:: Exercise ::
Which lines of the listing below contain the string "rear"? Return every one of them in full, treating uppercase and lowercase as different.

"""

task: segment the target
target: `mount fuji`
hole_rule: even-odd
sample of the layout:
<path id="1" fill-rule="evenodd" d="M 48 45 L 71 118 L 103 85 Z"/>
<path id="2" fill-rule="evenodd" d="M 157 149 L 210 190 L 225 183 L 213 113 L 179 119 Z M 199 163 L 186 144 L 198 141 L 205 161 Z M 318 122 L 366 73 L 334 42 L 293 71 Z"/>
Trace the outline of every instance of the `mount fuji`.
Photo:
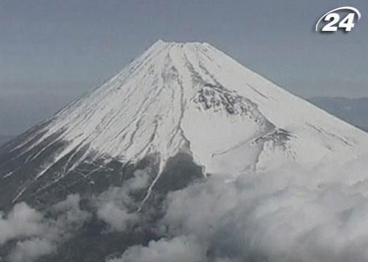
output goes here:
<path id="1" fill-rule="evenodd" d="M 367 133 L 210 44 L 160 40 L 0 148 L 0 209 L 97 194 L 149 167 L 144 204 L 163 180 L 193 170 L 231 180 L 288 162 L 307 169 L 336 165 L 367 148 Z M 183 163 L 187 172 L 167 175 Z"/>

"""
"""

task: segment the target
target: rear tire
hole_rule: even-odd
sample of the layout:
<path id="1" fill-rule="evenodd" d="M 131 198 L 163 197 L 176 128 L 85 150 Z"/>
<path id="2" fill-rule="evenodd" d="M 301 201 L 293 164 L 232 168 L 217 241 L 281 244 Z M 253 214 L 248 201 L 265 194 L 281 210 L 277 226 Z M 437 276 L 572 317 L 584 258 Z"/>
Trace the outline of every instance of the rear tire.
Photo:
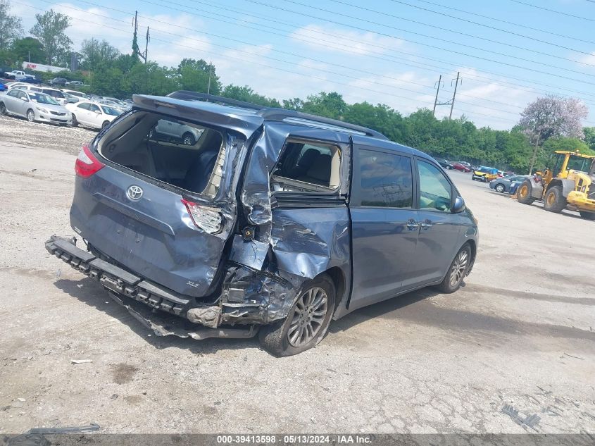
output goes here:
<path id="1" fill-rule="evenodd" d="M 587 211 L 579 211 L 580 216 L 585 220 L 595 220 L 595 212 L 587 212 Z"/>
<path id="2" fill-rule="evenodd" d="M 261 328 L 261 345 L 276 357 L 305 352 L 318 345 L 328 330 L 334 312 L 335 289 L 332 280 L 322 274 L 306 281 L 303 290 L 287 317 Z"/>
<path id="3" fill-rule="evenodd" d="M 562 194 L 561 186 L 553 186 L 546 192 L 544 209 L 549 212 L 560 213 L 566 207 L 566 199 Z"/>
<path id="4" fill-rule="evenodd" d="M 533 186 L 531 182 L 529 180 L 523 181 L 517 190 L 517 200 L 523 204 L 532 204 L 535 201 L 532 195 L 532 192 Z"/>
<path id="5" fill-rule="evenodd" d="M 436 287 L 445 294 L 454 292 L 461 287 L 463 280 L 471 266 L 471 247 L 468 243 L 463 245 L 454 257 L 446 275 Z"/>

"""

:: The completed task ::
target: rear tire
Trace the outline of every instance of the rear tire.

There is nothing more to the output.